Exercise instructions>
Reproduce the stretch of the blog text below from "How important is" through "them over the years.", word for word.

------ Given text ------

In Your Own Language!

Showing posts with label inner peace. Show all posts
Showing posts with label inner peace. Show all posts

Saturday, 16 August 2014

~Starting Fresh~

How important is “starting fresh”?

Starting fresh” is the best thing that can happen to you. Why…? Simple…! You grow up in a town among people who soon become our family, friends, best friends, relatives. Relationships are the best thing that can happen to you, so are the memories that you built with them over the years.

After few years, you start feeling constricted, bounded to the family, friends, relatives that you made over the years. You get stuck in the cage of their expectations from us, to your responsibilities towards them. And somewhere in the middle, you forget where you as an individual stand in this world. You forget our identity, you aspirations and start defining or refining yourselves from the point of view of how people want to see you! You want to move forward but you can’t move beyond a point, you remain stuck in the humdrum life of yours, clinging by a thread to your sanity.

Desperation, depression, worthlessness, insanity, self-destruction takes hold of you!

That’s when you need to break free, to escape the human cave and be free. To break free from the bonds of relations, their expectations, their captivity and expand your wings as far as possible to find out that thing, the one unique thing, that makes you “YOU”!

Saturday, 25 August 2012

How To Find Inner Peace?

Life can sometimes be unpredictable. I have often faced moments, when all I wanted to do was to find a place where I will feel at peace with myself. I face most of my differences in thought with my parents. My parents are generally liberal but at times they become so orthodox that I feel like tearing my hair.

------ Information shown ------

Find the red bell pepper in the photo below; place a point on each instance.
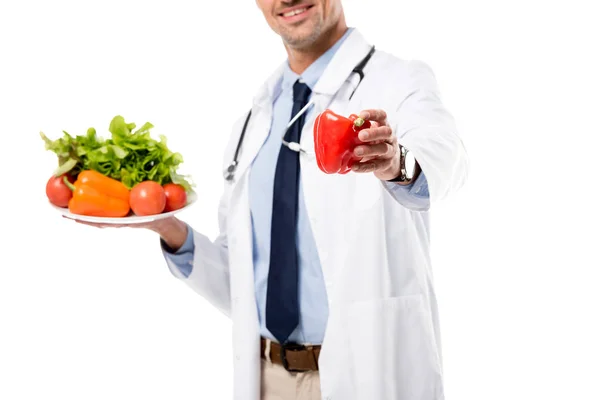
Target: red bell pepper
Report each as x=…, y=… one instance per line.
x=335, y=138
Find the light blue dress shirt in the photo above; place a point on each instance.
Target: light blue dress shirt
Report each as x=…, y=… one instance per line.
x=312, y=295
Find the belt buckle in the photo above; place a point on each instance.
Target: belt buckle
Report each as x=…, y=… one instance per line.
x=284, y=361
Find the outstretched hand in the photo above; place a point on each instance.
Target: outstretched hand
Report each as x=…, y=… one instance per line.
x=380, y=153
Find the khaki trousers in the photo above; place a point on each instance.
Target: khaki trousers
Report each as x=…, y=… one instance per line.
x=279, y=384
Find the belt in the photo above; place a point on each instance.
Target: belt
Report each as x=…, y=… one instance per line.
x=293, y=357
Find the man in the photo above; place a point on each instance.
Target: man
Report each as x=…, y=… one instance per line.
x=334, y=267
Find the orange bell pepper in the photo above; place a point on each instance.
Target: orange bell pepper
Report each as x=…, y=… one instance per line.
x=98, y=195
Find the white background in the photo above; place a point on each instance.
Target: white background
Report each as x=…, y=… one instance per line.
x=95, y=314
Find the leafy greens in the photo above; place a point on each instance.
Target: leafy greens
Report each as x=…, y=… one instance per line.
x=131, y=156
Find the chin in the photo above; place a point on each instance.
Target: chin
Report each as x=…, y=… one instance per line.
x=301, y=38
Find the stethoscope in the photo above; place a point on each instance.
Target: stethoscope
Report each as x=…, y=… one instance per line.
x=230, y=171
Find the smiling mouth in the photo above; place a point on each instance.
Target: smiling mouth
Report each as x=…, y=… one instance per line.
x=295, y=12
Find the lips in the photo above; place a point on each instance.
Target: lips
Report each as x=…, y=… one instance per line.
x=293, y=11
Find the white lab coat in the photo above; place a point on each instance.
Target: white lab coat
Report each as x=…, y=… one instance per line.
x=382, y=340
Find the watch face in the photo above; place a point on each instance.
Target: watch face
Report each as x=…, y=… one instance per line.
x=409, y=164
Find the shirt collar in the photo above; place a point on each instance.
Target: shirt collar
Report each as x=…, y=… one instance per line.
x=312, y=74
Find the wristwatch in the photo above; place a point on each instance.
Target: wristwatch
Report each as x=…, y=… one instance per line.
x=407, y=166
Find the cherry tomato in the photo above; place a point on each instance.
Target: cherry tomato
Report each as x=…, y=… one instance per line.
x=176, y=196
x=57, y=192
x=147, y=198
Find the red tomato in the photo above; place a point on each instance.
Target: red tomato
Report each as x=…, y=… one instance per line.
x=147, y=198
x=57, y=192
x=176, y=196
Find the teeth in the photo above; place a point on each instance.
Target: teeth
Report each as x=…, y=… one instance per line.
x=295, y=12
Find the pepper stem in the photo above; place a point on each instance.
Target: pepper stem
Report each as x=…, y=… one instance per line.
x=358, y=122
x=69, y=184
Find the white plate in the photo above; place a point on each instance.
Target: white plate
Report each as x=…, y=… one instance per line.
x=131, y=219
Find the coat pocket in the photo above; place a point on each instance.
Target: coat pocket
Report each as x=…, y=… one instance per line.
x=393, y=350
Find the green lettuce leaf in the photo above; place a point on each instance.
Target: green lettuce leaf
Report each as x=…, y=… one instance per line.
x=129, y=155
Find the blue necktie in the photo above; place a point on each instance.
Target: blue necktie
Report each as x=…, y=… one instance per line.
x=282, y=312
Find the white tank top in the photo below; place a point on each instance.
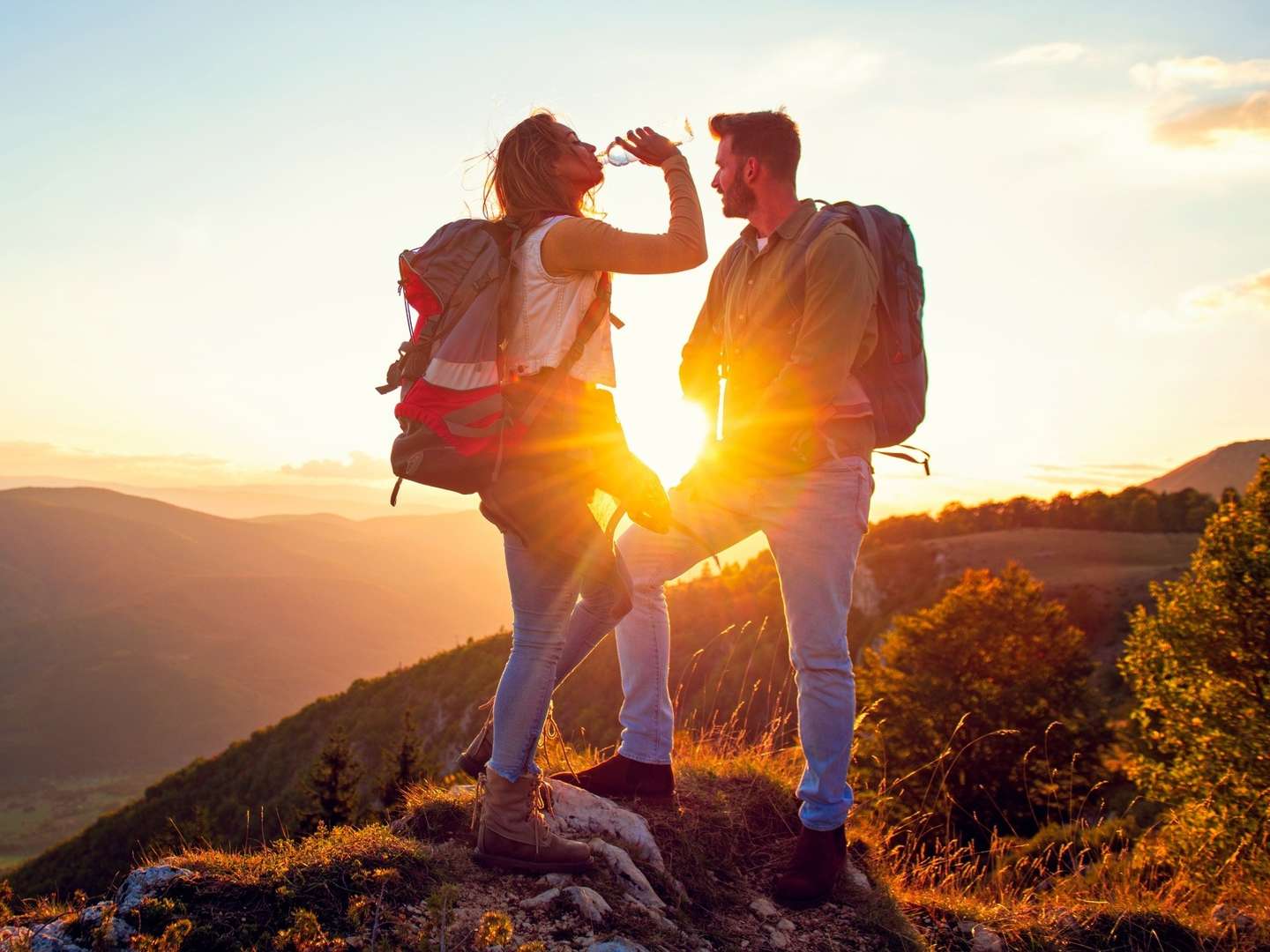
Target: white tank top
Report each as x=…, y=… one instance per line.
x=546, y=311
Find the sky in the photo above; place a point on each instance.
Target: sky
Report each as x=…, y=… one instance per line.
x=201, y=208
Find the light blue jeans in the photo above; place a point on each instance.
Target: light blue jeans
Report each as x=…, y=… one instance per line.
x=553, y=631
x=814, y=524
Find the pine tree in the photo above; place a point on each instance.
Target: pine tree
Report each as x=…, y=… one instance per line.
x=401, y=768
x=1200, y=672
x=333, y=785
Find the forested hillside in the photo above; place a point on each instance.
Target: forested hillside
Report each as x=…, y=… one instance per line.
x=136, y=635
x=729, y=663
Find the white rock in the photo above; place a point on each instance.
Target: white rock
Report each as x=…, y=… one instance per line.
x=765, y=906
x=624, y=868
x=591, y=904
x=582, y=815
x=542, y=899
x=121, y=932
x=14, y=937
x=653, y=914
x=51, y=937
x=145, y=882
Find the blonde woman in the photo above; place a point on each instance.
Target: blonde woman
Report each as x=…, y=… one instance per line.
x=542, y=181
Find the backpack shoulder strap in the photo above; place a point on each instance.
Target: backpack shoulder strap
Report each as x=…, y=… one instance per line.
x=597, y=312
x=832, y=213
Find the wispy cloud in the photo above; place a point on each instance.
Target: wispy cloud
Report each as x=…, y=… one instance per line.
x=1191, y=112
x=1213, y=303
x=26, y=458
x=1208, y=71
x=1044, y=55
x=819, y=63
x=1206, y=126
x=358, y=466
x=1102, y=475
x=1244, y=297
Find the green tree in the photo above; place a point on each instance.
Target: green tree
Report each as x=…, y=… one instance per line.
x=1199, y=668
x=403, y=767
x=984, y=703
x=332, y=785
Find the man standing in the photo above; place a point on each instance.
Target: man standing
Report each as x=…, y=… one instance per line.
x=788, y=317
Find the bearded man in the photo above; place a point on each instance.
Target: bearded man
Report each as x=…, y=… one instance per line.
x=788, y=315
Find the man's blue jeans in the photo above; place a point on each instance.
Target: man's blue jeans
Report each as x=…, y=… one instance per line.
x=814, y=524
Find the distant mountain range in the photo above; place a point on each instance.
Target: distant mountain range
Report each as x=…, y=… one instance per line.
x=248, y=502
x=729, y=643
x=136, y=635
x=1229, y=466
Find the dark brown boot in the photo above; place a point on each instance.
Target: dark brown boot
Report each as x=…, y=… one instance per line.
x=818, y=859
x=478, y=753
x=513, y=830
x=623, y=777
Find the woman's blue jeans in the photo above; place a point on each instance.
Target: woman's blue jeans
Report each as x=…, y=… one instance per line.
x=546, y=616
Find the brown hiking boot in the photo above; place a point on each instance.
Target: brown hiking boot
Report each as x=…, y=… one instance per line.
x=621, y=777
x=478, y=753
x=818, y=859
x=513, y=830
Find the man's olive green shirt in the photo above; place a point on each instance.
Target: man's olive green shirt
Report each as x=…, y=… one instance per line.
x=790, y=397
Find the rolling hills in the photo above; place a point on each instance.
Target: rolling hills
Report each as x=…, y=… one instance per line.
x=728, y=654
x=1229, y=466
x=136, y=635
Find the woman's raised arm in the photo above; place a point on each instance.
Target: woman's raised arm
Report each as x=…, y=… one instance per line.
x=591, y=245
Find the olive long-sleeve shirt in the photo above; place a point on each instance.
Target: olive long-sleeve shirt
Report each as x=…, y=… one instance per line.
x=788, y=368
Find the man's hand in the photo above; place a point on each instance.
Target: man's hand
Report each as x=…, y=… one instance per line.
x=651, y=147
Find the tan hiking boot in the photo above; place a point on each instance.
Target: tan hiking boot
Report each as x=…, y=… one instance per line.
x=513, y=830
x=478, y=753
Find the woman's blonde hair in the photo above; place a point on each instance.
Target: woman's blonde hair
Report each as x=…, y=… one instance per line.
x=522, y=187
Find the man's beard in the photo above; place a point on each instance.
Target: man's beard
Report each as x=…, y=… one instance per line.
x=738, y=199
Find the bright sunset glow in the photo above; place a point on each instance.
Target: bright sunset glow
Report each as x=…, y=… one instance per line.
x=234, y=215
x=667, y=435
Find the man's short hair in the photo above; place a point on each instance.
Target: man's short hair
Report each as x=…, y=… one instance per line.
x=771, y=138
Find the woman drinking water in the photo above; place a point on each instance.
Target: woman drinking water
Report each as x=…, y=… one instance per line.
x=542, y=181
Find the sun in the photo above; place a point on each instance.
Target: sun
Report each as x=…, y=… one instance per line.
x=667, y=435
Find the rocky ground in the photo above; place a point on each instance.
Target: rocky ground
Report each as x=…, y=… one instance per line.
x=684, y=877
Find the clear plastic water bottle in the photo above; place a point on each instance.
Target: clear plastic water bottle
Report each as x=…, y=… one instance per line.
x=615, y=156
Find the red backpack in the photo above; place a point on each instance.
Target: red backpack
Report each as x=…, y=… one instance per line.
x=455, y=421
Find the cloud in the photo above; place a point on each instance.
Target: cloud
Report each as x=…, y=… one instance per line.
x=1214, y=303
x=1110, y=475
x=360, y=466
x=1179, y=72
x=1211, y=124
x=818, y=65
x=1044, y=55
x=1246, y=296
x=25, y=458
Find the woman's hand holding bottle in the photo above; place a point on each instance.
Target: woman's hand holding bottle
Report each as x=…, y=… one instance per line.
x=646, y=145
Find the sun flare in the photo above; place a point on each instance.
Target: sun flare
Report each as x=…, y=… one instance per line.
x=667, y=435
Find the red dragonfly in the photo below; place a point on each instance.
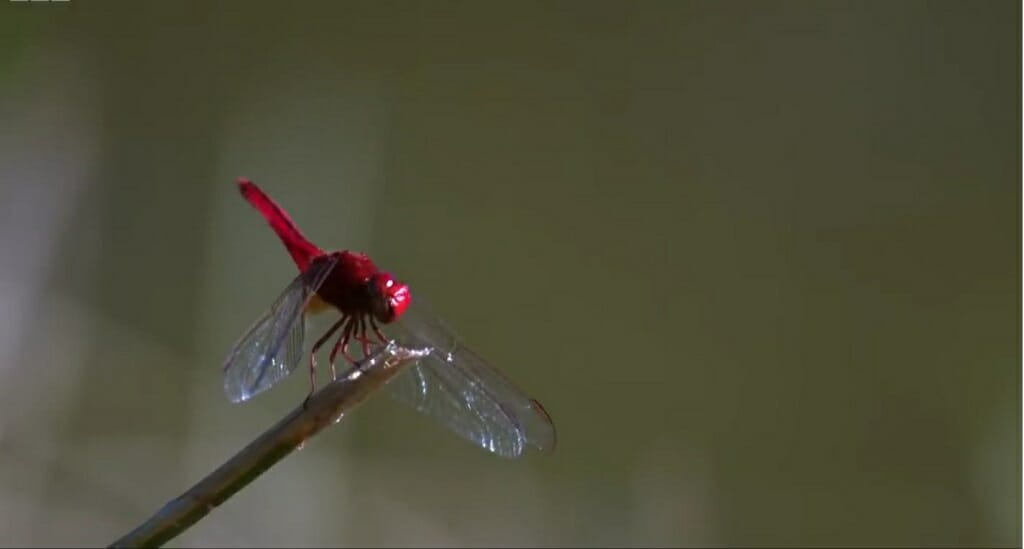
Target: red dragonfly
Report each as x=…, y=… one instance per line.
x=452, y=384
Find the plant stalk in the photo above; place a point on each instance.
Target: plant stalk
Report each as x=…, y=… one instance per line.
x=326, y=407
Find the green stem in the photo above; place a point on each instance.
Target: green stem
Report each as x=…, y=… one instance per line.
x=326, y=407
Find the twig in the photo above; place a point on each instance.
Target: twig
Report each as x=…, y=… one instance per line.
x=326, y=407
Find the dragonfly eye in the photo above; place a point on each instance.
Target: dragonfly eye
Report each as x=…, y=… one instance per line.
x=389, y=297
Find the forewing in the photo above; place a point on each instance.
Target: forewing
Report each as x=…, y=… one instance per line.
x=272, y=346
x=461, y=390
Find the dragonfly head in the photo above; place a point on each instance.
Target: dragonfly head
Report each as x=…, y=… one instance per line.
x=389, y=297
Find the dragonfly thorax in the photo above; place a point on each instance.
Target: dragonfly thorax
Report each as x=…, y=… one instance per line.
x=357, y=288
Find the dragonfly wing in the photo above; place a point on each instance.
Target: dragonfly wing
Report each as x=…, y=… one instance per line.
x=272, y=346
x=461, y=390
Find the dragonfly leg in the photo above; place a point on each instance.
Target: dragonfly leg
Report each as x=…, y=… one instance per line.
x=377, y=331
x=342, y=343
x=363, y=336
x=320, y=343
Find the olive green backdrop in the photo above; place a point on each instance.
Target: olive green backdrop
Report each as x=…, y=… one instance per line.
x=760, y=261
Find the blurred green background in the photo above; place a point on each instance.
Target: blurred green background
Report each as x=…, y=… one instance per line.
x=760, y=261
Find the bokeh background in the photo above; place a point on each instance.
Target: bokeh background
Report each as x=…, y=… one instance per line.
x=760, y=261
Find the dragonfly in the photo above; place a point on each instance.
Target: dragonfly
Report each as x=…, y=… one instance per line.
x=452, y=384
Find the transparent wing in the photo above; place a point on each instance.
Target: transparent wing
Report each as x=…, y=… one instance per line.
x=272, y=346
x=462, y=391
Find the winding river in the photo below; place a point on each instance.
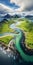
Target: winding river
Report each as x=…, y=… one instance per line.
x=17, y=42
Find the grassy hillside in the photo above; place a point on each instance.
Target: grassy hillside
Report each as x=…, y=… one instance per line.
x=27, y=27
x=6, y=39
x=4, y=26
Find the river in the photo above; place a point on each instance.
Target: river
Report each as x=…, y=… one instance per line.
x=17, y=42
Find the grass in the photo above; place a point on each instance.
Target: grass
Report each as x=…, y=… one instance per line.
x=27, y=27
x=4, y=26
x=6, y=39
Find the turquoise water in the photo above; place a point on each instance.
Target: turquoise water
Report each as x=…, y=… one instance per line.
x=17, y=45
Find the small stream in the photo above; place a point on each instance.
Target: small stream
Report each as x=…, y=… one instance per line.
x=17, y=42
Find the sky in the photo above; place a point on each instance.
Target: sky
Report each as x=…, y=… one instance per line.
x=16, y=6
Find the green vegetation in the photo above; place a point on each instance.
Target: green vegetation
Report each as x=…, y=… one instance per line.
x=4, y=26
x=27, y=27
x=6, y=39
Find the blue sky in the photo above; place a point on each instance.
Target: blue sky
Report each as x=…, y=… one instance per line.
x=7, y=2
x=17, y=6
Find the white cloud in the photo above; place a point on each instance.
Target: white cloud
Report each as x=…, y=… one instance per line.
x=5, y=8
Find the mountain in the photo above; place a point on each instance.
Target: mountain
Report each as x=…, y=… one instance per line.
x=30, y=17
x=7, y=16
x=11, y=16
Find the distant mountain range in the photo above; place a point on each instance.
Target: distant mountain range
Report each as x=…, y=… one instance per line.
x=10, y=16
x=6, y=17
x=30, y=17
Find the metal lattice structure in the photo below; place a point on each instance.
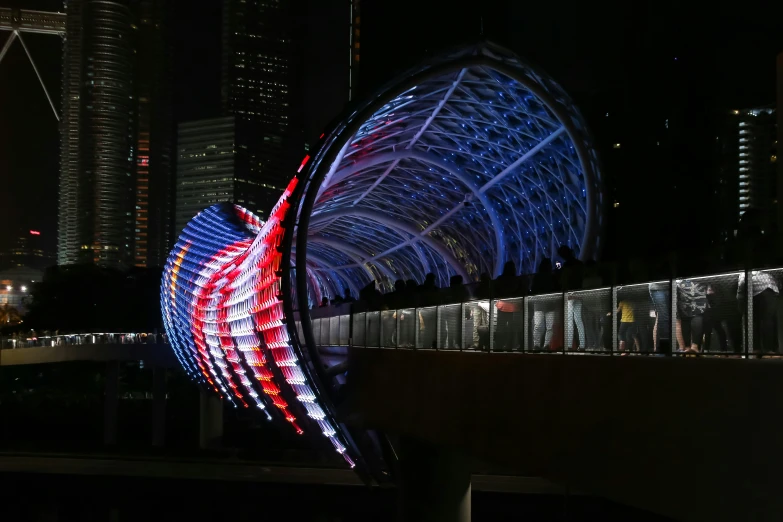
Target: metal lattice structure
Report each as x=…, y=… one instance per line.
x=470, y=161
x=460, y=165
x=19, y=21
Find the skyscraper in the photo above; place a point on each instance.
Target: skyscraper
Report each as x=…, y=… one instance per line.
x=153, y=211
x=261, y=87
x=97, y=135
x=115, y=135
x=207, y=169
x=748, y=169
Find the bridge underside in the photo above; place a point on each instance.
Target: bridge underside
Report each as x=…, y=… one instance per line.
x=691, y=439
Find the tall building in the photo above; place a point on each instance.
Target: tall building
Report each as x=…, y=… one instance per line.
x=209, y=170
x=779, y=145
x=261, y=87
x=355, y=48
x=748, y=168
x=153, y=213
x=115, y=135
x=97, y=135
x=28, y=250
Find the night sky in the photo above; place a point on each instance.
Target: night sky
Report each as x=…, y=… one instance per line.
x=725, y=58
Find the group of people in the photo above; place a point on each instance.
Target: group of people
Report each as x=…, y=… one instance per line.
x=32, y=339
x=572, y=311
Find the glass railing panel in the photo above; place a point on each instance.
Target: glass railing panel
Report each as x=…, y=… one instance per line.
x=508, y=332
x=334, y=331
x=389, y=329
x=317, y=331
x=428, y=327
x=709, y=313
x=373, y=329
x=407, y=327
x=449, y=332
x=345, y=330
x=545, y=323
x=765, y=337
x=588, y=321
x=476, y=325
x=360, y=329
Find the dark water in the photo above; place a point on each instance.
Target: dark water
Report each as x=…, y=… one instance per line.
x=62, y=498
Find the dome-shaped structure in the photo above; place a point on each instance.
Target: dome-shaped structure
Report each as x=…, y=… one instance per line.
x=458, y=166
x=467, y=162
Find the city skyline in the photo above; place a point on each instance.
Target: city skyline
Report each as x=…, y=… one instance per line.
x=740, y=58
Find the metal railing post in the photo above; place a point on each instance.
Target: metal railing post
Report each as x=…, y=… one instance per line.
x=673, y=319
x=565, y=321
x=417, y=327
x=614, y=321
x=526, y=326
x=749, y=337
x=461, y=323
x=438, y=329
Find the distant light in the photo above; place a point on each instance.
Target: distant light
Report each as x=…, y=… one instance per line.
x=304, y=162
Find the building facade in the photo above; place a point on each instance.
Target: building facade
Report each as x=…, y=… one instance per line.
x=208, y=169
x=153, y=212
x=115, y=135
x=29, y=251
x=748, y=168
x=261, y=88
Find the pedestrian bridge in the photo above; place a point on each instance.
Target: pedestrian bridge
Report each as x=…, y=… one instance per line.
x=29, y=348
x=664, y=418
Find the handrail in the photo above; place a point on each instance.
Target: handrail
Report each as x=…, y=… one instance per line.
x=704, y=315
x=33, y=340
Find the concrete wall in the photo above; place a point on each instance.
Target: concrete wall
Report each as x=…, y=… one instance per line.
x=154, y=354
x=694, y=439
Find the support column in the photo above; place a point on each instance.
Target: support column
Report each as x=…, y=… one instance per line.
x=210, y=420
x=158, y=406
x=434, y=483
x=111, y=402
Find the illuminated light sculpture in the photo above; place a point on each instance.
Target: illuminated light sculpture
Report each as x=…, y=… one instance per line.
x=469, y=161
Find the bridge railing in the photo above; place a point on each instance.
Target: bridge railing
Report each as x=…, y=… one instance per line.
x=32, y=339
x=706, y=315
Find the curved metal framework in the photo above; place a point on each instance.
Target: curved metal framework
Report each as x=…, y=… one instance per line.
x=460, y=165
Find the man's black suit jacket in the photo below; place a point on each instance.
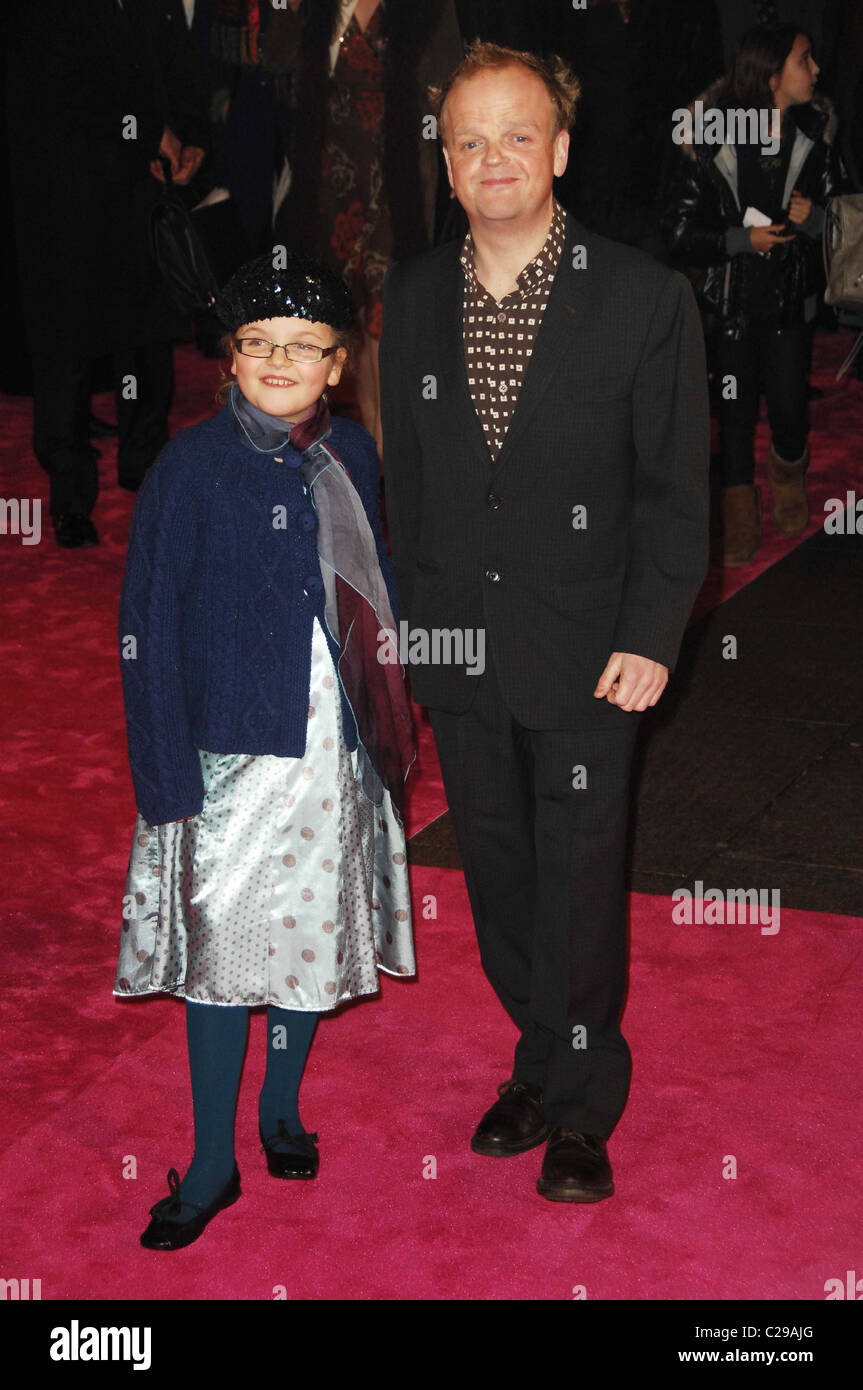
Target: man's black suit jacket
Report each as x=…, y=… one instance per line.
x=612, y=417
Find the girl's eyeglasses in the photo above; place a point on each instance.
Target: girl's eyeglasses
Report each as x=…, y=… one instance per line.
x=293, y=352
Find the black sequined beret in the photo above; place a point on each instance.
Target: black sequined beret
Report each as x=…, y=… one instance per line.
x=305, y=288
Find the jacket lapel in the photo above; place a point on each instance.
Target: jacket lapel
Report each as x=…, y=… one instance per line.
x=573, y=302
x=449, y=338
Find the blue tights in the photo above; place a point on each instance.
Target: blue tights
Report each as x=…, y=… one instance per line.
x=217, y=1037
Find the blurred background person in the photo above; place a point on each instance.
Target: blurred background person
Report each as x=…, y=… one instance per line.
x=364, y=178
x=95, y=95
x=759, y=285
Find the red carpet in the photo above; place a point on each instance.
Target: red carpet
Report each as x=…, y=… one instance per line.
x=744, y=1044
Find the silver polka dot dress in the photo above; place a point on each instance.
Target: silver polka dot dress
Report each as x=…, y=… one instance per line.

------

The reply>
How important is “starting fresh”?

Starting fresh” is the best thing that can happen to you. Why…? Simple…! You grow up in a town among people who soon become our family, friends, best friends, relatives. Relationships are the best thing that can happen to you, so are the memories that you built with them over the years.